> _What this task involves_: Nothing is to be output except the lines from the one containing "It would be wonderful if you could pinpoint every dark gap" through the end of the material, each reproduced exactly.

> _Record set_:
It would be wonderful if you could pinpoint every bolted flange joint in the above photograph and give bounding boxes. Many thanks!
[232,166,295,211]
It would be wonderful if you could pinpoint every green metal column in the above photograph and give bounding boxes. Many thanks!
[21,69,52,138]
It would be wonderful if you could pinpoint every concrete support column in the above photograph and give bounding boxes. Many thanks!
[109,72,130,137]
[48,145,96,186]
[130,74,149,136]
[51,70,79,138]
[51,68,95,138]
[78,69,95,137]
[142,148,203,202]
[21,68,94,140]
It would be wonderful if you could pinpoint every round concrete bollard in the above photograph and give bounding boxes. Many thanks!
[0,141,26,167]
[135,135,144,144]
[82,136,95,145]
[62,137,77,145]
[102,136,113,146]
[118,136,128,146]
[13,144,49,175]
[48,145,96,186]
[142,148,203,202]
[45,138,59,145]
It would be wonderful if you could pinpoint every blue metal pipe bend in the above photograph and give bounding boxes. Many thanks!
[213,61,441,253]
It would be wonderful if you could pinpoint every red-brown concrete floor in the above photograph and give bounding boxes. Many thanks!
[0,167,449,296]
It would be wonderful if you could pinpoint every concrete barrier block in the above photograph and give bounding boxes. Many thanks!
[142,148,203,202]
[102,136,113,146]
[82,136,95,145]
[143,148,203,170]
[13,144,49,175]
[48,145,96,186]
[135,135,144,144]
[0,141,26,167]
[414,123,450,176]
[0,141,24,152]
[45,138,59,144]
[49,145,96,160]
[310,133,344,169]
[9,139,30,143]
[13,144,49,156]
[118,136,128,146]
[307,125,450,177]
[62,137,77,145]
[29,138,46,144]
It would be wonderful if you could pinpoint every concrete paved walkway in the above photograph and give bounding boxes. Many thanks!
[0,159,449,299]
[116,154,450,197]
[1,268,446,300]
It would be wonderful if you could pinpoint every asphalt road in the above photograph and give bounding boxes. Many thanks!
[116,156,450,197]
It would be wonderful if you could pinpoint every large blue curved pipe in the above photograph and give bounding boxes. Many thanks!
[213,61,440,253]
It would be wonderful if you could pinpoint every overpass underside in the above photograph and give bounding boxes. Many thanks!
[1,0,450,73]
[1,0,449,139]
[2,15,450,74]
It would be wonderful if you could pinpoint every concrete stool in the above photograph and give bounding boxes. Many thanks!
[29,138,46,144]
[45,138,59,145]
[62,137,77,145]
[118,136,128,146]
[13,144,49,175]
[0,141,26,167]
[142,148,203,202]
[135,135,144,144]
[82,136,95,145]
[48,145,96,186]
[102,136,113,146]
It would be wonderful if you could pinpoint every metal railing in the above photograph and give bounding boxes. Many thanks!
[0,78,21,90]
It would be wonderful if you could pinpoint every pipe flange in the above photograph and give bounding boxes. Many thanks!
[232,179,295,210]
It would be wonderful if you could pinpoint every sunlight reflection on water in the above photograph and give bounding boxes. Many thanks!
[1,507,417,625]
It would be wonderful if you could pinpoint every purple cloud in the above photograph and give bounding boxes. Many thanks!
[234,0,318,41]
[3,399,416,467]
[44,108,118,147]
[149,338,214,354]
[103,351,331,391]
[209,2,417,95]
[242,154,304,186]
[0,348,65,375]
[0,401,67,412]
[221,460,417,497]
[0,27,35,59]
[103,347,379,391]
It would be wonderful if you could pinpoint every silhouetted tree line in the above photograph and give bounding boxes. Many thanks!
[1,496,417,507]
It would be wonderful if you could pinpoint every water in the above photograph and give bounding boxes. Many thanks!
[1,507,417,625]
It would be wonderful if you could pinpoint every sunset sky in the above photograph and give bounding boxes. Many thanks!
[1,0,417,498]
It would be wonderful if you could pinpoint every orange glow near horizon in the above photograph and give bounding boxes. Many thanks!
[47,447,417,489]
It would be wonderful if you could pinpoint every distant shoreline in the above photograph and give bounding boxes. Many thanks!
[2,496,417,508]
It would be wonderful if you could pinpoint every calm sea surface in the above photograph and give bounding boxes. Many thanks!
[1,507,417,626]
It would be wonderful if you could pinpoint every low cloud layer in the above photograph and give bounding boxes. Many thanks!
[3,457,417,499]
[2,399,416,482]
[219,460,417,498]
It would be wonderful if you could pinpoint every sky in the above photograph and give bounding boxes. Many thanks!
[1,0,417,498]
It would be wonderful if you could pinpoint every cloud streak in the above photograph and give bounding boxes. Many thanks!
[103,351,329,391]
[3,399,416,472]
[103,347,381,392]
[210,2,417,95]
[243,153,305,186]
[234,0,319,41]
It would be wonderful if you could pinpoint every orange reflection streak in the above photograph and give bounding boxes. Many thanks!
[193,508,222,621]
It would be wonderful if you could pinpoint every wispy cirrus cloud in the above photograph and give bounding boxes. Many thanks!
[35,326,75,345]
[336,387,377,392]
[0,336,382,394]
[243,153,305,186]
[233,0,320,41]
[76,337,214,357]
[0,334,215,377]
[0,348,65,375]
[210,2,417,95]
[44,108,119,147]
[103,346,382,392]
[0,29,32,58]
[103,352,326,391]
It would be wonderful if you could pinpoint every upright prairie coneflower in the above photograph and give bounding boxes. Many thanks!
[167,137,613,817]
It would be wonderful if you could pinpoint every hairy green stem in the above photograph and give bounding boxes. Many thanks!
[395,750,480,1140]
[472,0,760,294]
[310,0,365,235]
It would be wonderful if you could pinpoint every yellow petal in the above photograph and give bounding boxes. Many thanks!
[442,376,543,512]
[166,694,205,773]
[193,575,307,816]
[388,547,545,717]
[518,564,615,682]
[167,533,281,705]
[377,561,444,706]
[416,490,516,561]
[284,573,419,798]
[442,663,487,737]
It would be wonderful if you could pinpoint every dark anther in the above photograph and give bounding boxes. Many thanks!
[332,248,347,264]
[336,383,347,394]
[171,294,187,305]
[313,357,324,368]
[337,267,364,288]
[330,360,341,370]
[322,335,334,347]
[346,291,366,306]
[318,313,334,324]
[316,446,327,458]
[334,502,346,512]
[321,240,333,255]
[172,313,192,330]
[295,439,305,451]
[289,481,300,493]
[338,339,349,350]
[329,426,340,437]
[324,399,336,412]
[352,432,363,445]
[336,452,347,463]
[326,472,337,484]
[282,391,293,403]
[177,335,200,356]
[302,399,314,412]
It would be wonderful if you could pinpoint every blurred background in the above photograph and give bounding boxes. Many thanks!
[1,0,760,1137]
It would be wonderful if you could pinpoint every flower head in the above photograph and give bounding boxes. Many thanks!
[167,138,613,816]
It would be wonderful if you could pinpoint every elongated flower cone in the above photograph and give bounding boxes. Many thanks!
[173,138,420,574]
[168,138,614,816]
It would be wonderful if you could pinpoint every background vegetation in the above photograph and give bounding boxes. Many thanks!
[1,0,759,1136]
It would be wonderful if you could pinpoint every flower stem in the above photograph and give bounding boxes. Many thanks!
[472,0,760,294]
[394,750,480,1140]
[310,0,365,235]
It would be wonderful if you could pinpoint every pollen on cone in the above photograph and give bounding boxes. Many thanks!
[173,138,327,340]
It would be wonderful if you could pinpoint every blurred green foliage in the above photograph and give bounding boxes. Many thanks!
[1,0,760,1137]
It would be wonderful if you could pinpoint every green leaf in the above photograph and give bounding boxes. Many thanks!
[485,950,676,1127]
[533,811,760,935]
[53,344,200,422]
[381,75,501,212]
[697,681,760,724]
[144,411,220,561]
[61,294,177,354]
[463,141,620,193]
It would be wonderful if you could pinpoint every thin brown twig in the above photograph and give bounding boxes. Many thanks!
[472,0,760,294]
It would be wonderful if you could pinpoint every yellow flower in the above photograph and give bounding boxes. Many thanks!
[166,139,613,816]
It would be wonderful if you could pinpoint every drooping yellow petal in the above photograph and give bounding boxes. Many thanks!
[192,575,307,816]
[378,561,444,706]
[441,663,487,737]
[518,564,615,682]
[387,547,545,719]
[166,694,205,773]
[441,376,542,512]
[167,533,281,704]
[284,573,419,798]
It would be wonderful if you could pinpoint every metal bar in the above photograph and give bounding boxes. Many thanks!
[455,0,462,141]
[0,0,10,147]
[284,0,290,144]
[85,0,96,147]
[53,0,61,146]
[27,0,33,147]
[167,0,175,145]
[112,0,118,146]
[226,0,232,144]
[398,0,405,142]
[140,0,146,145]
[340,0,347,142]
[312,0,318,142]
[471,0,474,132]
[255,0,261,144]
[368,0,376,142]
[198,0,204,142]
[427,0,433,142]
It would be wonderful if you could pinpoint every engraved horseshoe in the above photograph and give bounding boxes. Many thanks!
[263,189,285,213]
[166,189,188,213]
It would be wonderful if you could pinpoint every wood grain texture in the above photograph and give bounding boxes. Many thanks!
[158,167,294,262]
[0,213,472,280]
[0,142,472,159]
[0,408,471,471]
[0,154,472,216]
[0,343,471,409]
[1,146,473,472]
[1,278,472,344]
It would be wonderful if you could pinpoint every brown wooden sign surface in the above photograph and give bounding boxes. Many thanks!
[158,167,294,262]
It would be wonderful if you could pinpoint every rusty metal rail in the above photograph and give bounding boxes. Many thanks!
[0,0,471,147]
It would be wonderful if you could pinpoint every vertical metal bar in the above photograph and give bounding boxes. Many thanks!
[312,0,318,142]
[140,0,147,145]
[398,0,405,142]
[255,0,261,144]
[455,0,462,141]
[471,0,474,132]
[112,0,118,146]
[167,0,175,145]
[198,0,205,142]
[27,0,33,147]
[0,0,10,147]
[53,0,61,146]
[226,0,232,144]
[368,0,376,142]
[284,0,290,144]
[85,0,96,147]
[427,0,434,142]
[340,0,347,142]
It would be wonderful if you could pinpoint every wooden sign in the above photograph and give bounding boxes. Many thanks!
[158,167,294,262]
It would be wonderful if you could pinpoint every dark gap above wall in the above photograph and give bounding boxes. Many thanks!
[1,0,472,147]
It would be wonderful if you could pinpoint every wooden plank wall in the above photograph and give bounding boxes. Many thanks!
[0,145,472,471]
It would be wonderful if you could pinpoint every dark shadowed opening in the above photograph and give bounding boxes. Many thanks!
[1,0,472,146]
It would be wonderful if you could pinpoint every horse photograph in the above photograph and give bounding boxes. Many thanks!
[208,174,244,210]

> _Your response_:
It would be wonderful if you could pinpoint every dark gap above wall in the above photograph and give bounding boxes. Many thanks!
[1,0,472,147]
It would be wonderful if you could pinpoint every wooden plank wall in the above photograph and give bounding boxes. Many thanks!
[0,145,472,471]
It would be wonderful if you could pinpoint every dark shadowed opening in the above photograph and give bounding boxes. Many thanks!
[1,0,472,146]
It would be wonderful if you could pinpoint every horse photograph in the above photograph and give bounding boxes. Many thanks!
[208,174,244,210]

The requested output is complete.